**TASK**
Beginning with the line that holds "Task: tag the white siding" and ending with the last line below, repeat each line exactly, leaving any pictures out.

**Position annotation records**
::::::::::
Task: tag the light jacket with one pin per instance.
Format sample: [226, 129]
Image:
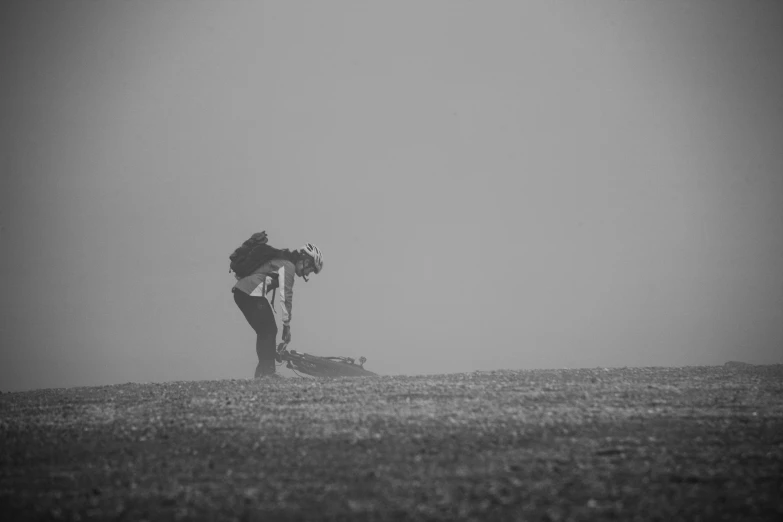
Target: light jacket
[261, 282]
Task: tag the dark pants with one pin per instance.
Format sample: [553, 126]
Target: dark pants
[259, 314]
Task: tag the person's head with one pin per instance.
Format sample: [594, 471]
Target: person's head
[311, 260]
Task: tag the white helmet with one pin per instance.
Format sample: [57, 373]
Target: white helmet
[312, 250]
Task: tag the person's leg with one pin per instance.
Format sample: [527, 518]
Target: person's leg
[261, 318]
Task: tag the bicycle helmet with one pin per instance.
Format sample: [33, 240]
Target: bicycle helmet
[312, 251]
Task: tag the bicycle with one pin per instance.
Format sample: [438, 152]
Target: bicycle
[318, 366]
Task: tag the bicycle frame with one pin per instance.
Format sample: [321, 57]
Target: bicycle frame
[317, 366]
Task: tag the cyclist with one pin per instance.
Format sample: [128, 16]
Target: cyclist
[250, 295]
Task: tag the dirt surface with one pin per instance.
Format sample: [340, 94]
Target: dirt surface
[697, 443]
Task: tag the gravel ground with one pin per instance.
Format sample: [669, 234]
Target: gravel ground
[695, 443]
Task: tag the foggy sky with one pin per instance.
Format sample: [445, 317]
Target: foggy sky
[493, 184]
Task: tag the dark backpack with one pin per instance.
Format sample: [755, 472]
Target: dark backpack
[253, 253]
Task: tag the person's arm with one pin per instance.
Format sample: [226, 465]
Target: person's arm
[287, 275]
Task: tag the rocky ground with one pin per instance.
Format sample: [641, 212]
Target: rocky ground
[697, 443]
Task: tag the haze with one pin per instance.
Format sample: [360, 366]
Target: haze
[493, 184]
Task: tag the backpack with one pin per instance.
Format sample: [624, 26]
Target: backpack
[253, 253]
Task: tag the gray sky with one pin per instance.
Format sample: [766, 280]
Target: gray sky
[499, 184]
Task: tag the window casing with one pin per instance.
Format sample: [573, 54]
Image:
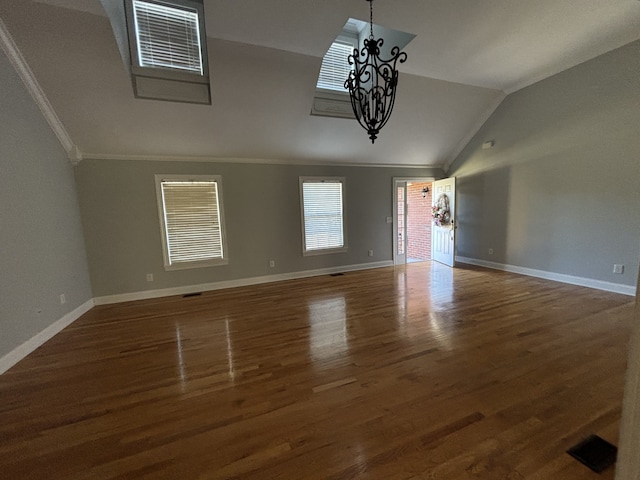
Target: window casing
[191, 221]
[323, 211]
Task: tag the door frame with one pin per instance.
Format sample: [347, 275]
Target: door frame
[394, 190]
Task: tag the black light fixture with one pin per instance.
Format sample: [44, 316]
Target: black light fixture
[372, 83]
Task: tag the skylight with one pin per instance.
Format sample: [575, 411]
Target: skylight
[335, 66]
[168, 36]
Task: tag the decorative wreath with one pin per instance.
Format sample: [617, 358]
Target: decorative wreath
[440, 211]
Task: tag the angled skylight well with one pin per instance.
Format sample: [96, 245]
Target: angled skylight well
[332, 98]
[168, 46]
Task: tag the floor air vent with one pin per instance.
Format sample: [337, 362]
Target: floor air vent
[595, 452]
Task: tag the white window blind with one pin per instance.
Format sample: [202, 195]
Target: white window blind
[322, 215]
[192, 223]
[168, 36]
[335, 67]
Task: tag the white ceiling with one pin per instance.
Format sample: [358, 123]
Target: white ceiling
[265, 56]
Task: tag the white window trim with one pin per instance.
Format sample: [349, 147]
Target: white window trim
[324, 251]
[168, 73]
[163, 231]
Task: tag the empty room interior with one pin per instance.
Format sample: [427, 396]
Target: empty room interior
[235, 246]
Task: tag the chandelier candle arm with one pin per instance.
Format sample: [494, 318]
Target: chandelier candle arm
[372, 83]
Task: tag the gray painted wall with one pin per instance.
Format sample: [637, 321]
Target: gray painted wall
[42, 252]
[560, 190]
[262, 210]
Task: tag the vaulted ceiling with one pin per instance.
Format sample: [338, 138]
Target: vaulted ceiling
[265, 55]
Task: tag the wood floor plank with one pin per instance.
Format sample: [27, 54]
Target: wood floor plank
[416, 372]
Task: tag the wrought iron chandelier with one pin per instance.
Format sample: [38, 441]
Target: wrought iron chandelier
[372, 82]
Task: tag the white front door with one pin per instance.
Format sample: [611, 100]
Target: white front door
[400, 225]
[443, 232]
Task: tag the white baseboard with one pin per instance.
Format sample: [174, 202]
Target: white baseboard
[20, 352]
[242, 282]
[558, 277]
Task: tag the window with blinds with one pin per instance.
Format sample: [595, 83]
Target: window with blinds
[168, 36]
[192, 222]
[335, 67]
[322, 215]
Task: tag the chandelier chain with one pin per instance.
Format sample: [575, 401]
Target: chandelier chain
[371, 17]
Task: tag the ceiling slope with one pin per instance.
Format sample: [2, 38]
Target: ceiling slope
[265, 57]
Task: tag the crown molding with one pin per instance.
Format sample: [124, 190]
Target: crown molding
[28, 78]
[260, 161]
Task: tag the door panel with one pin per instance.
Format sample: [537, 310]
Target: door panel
[443, 235]
[400, 226]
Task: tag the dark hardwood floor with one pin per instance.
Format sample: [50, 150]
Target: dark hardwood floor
[417, 372]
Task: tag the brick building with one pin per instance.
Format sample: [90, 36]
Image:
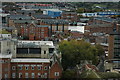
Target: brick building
[35, 32]
[114, 44]
[72, 16]
[20, 68]
[56, 25]
[34, 62]
[102, 28]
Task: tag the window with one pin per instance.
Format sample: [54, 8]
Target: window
[39, 67]
[26, 75]
[44, 52]
[45, 68]
[20, 67]
[32, 67]
[13, 75]
[45, 75]
[56, 73]
[26, 68]
[6, 75]
[33, 75]
[39, 75]
[20, 75]
[13, 67]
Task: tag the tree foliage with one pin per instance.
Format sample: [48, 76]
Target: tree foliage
[73, 51]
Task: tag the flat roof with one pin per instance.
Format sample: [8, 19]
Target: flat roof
[5, 56]
[30, 60]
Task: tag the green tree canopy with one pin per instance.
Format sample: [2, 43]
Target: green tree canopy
[73, 51]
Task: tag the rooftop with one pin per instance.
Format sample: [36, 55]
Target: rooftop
[5, 56]
[41, 16]
[25, 21]
[30, 60]
[105, 19]
[42, 26]
[101, 25]
[18, 17]
[55, 21]
[34, 43]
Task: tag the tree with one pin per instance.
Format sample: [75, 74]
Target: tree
[80, 10]
[73, 51]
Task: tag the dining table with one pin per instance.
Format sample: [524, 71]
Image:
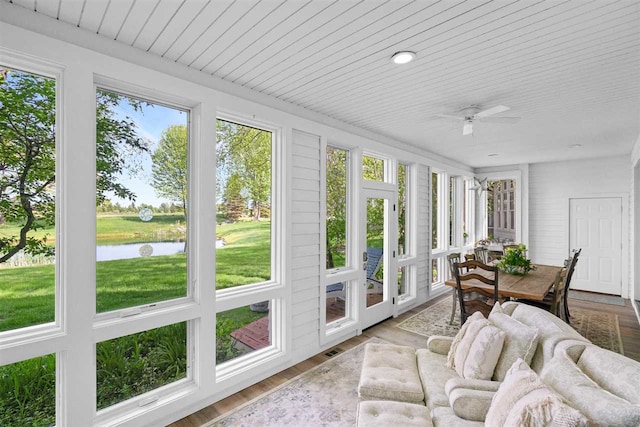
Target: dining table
[533, 285]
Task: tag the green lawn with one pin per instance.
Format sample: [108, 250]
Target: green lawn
[134, 364]
[27, 293]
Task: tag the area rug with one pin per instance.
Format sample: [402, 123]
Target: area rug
[602, 329]
[326, 395]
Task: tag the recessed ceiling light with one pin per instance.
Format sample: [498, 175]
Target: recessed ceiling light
[403, 57]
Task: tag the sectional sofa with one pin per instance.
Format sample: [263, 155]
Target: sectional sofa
[404, 386]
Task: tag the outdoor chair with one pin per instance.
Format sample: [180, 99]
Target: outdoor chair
[482, 254]
[470, 303]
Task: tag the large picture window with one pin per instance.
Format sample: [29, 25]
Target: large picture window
[243, 234]
[245, 244]
[337, 183]
[27, 199]
[135, 364]
[142, 198]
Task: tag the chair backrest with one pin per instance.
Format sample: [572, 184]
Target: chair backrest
[469, 306]
[453, 258]
[557, 301]
[572, 266]
[374, 258]
[567, 281]
[481, 254]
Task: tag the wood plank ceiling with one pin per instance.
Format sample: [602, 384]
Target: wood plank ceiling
[569, 69]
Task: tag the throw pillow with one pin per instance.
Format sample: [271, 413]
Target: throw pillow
[523, 400]
[478, 352]
[520, 341]
[456, 340]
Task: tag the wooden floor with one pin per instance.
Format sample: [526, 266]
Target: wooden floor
[629, 330]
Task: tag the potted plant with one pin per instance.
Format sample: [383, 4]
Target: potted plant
[514, 261]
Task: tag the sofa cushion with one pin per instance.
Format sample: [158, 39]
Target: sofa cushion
[471, 384]
[470, 404]
[479, 350]
[520, 341]
[523, 400]
[461, 333]
[434, 375]
[372, 413]
[612, 371]
[551, 330]
[581, 392]
[390, 372]
[443, 416]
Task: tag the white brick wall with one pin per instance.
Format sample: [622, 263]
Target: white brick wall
[551, 185]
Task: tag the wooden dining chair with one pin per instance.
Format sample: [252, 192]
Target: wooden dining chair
[557, 300]
[482, 254]
[570, 270]
[453, 258]
[484, 299]
[554, 300]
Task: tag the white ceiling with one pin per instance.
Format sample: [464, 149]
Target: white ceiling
[569, 69]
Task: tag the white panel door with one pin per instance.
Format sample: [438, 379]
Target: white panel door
[595, 226]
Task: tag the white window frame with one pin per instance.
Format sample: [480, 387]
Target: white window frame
[130, 320]
[350, 273]
[410, 259]
[51, 330]
[272, 290]
[127, 90]
[17, 345]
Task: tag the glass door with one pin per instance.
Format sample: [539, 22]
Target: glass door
[378, 256]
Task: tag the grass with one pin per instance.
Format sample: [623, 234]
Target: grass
[128, 228]
[130, 365]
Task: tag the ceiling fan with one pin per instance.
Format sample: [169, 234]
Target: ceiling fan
[480, 186]
[472, 113]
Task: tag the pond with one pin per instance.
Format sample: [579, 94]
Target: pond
[137, 250]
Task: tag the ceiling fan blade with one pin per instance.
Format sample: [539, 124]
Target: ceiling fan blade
[494, 110]
[448, 117]
[499, 119]
[467, 129]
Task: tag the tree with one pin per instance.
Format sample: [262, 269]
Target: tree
[336, 195]
[28, 156]
[234, 204]
[27, 160]
[169, 168]
[246, 151]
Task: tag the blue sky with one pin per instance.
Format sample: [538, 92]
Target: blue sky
[151, 121]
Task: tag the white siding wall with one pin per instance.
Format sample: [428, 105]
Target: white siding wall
[305, 241]
[424, 233]
[634, 229]
[551, 185]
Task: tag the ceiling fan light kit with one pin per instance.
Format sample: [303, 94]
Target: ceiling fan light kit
[467, 128]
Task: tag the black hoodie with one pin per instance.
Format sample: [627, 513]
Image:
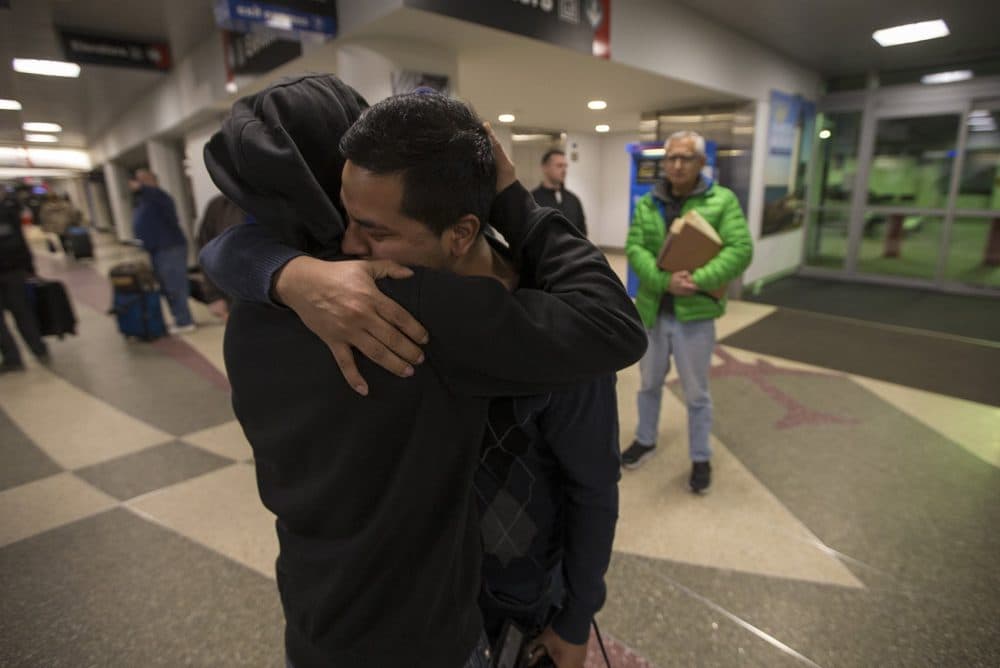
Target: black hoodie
[378, 529]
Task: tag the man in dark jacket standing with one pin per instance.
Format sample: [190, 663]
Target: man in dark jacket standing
[155, 225]
[379, 561]
[15, 266]
[552, 190]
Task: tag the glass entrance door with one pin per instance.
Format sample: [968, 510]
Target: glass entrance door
[973, 253]
[906, 202]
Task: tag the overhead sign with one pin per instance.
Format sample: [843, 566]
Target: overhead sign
[115, 52]
[294, 17]
[581, 25]
[259, 53]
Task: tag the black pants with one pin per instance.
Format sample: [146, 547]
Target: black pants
[13, 298]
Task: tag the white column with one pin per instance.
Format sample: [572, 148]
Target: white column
[97, 206]
[116, 179]
[202, 188]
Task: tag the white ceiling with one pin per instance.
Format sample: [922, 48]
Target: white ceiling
[86, 106]
[544, 86]
[834, 36]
::::::::::
**ANSWER TO THIS EXERCISE**
Task: tag the white siding wall with one pin per instance.
Format sample: [428, 105]
Target: white siding wall
[305, 241]
[424, 233]
[634, 229]
[551, 185]
Task: tag the ceiling fan light kit with one pin per instance.
Format sample: [303, 94]
Target: ceiling fan light kit
[467, 128]
Task: tag the black hoodie with one pin per instance.
Format sample: [627, 513]
Image:
Target: black hoodie
[378, 529]
Task: tag the man in dark jacket standing with one pin per instance.
Format sample: [190, 663]
Target: man in dark jacket standing
[155, 225]
[379, 561]
[15, 266]
[552, 190]
Task: tag the glass entrance door with one pin per instance.
Format sample: [968, 510]
Target: glass entrance door
[973, 253]
[906, 202]
Task: tag the overhead sign with one pin per instance.
Format sample: [843, 566]
Target: overhead sign
[115, 52]
[294, 17]
[581, 25]
[259, 53]
Task: tag the black pants with one pin per instance.
Format sample: [146, 547]
Target: black pants
[13, 298]
Task: tag the white column with one pin per instance.
Format sample: [572, 148]
Target: white column
[97, 206]
[116, 179]
[202, 188]
Task: tag the white ceiling with one pin per instance.
Format sample: [922, 48]
Target: white ceiling
[86, 106]
[544, 86]
[834, 36]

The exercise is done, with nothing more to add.